### THE EXERCISE
Reproduce, unchanged, the stretch of the records below from the line containing "the yellow sign." through the line containing "x=252 y=127", including both of those lines.

### DATA SHOWN
------------------------------------------------------------------------
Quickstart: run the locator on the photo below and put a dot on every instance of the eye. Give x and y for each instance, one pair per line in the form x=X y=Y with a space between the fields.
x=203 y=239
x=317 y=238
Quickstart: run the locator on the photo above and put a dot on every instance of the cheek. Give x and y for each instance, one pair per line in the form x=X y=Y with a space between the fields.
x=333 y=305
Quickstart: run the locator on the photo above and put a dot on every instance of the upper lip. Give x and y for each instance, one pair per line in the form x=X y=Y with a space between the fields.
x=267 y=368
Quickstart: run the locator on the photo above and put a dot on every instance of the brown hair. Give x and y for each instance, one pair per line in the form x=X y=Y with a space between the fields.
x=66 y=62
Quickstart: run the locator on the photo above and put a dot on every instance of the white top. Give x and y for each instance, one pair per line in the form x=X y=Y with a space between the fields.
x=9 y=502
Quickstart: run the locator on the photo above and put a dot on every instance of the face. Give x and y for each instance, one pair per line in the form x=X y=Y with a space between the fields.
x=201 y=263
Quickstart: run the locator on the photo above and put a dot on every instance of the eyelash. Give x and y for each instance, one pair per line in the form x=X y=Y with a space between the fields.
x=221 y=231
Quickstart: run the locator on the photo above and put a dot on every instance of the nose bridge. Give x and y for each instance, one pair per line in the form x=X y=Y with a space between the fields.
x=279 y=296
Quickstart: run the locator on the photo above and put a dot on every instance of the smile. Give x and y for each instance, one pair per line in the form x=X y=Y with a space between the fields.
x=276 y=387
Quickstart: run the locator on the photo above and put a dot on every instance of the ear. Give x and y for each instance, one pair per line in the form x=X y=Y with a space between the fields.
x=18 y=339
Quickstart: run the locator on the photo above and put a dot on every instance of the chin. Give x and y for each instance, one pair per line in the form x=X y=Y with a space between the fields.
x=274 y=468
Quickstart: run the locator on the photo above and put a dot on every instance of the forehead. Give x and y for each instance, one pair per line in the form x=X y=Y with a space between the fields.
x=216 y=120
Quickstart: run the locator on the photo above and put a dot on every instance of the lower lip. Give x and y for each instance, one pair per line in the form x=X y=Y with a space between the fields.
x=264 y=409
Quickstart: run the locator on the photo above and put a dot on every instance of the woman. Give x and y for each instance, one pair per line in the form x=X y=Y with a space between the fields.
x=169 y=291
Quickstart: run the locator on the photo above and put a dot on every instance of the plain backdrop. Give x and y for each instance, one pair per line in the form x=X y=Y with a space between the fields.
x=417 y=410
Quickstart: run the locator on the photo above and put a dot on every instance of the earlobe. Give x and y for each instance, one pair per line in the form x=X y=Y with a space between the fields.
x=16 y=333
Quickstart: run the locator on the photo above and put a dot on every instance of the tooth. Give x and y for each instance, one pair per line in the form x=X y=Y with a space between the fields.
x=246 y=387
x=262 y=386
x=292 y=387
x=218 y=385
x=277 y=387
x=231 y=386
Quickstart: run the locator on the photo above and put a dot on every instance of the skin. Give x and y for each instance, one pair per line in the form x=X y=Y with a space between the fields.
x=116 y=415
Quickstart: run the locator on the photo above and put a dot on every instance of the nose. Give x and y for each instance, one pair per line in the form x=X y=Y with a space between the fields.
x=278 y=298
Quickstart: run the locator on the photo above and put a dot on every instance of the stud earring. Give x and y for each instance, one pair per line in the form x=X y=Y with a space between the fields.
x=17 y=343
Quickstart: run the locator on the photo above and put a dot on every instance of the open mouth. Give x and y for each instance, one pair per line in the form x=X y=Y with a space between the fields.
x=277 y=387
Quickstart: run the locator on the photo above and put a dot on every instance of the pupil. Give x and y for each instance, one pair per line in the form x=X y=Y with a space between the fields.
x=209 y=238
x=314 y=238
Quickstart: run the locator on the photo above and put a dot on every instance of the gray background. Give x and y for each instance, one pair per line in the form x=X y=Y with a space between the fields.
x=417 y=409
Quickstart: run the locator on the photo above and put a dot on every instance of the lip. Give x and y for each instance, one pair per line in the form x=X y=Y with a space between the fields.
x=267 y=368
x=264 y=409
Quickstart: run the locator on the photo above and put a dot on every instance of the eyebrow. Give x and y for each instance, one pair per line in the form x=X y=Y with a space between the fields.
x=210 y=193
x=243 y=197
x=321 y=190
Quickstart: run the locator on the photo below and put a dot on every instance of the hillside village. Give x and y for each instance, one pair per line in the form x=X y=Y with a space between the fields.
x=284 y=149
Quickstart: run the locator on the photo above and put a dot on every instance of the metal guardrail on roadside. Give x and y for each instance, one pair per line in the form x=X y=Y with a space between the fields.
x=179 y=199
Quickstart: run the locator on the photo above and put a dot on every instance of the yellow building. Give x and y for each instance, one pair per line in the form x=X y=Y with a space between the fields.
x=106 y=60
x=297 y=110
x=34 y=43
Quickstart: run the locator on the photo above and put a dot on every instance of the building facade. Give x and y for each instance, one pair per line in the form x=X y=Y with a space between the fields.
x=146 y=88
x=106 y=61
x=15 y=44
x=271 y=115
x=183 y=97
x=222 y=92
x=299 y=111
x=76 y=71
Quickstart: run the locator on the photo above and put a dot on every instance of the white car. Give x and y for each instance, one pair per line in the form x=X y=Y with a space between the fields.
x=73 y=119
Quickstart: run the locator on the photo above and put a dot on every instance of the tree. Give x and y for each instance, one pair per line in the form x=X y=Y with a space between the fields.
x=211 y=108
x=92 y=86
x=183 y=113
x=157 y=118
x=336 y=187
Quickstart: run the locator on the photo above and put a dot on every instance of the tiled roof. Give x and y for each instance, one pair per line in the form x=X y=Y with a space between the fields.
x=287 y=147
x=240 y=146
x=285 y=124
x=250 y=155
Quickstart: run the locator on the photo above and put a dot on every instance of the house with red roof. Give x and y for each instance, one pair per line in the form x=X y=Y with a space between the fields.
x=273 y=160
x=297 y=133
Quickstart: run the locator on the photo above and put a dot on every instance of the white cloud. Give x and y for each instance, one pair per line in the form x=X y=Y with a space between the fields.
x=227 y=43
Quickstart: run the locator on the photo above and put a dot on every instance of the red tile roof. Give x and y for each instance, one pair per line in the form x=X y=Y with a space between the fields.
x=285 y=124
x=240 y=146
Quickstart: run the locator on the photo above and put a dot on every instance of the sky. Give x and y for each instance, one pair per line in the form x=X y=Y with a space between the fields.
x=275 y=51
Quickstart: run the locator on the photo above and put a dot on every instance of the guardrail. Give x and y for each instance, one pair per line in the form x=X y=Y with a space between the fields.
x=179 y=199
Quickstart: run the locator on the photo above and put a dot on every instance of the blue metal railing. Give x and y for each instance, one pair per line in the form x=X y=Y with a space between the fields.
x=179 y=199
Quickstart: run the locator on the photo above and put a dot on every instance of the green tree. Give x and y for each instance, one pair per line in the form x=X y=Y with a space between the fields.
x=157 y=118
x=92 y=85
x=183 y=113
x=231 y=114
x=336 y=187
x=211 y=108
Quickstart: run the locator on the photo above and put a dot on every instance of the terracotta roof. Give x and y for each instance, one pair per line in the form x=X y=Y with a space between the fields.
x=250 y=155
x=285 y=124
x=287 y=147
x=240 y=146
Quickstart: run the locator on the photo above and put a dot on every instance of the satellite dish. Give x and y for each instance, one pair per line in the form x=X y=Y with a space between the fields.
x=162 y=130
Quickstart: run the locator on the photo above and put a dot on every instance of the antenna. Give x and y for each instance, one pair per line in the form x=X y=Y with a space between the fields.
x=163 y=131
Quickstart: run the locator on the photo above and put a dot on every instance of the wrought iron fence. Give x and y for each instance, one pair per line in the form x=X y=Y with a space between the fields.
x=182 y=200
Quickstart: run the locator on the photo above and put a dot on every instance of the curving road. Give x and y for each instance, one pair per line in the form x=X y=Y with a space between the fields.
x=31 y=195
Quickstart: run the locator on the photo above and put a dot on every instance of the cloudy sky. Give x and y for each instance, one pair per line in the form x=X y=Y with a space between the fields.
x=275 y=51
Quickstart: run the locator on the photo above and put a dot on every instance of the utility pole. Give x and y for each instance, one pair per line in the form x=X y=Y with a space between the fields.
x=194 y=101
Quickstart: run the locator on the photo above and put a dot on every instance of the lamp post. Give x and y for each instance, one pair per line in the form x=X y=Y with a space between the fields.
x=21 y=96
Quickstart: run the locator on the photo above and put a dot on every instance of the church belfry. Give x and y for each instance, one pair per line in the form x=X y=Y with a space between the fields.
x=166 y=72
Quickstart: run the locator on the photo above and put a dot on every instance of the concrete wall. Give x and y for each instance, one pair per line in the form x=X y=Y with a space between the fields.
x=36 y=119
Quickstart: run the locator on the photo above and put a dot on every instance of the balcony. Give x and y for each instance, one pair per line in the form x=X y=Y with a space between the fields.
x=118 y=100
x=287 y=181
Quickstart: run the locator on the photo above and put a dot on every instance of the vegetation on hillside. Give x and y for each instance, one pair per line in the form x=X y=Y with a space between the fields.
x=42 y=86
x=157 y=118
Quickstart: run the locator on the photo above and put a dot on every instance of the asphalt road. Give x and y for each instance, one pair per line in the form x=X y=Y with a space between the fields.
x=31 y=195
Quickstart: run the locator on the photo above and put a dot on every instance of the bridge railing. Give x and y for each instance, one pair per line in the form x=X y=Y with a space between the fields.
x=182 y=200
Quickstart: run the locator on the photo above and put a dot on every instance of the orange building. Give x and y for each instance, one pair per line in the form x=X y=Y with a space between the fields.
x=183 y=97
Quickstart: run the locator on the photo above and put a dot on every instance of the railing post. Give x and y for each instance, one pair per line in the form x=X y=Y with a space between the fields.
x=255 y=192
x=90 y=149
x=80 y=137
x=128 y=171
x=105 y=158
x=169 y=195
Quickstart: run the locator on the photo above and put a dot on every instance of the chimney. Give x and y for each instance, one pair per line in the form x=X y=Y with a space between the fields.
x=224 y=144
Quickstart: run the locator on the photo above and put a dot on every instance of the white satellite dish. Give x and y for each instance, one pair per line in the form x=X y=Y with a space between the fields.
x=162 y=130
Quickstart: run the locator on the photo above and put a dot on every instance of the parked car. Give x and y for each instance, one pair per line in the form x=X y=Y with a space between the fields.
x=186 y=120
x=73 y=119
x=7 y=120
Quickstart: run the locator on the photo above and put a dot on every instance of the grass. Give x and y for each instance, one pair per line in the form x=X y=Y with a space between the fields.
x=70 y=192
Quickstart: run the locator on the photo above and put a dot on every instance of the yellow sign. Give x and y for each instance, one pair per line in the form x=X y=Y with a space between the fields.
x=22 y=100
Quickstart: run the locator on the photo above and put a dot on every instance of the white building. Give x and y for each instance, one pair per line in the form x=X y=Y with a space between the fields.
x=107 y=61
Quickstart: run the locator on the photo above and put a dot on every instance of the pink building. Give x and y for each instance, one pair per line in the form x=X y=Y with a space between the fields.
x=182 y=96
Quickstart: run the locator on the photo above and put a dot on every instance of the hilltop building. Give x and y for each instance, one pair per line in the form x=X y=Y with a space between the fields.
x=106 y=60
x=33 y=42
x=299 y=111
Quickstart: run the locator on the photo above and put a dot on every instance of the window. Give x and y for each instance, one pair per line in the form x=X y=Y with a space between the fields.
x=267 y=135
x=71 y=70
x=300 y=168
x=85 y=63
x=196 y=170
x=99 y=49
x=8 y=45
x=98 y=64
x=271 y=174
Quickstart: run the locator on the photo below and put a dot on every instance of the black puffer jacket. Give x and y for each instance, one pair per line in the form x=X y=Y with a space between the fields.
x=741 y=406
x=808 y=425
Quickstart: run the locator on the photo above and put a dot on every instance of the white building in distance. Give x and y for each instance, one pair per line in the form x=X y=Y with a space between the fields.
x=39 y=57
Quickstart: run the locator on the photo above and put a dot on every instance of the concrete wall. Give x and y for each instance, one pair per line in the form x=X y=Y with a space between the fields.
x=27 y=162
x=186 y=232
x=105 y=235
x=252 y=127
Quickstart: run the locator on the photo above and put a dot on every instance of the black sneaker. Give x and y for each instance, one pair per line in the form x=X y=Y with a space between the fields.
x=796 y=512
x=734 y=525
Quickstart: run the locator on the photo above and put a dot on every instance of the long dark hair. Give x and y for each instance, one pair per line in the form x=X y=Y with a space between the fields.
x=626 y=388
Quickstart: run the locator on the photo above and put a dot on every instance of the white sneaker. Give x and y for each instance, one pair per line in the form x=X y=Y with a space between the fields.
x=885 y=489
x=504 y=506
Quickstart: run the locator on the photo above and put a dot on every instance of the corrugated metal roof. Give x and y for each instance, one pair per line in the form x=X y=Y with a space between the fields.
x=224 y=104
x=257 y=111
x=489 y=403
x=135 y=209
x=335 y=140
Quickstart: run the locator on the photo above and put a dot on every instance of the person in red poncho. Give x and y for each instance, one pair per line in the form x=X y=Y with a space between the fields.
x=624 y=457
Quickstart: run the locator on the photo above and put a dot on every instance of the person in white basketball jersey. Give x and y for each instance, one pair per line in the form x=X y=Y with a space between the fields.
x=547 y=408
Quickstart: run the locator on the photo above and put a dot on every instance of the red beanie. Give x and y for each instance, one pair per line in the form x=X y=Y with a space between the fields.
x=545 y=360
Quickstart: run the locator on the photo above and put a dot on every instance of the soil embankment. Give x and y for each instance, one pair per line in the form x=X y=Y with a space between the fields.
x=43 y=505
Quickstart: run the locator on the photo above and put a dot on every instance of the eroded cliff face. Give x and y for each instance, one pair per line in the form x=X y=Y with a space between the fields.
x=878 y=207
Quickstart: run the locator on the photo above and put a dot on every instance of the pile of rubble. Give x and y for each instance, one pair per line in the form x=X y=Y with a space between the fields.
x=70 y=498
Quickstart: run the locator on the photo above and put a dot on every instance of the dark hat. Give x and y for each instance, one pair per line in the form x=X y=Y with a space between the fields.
------------------------------------------------------------------------
### RESULT FOR THIS EXERCISE
Quickstart: run the locator on the photo above and put a dot on every instance of the yellow sign. Give x and y for each instance, one pair per line in the form x=X y=Y with a space between the fields.
x=22 y=100
Quickstart: run the locator on the photo above and put a dot on every instance of the white building. Give x and y for each instance, one pair per line in the form x=X y=Y with a space between the fields.
x=107 y=61
Quickstart: run the locator on the photo above and put a dot on every instance of the pink building. Give x and y for each instance, one pair per line in the form x=X y=Y with a space between the fields.
x=182 y=96
Quickstart: run the locator on the photo above and put a dot on every instance of the hilltop building. Give x and y for each instance, one pair per line in the form x=X y=Y with a space between the fields.
x=106 y=60
x=33 y=42
x=299 y=111
Quickstart: run the locator on the photo above and put a dot on every instance of the window. Give x and y for each instance, one pair per line in the form x=X y=Y with a space between the fields.
x=267 y=135
x=71 y=70
x=300 y=168
x=85 y=63
x=196 y=170
x=99 y=49
x=8 y=45
x=98 y=64
x=271 y=174
Quickstart: run the locator on the photo below and put a dot on every instance of the black puffer jacket. Give x and y for each instance, one pair per line in the form x=X y=Y with a space between the fields.
x=741 y=406
x=808 y=425
Quickstart: run the locator on the photo above and put a dot on every instance of the white building in distance. Give x and y for each instance, one pair per line in the form x=X y=Y with a space between the fields.
x=39 y=57
Quickstart: run the locator on the photo above and put a dot on every instance of the concrete wall. Give x and y for each instance, one pair per line in the form x=X y=Y with a space between the fields.
x=27 y=162
x=186 y=232
x=105 y=235
x=252 y=127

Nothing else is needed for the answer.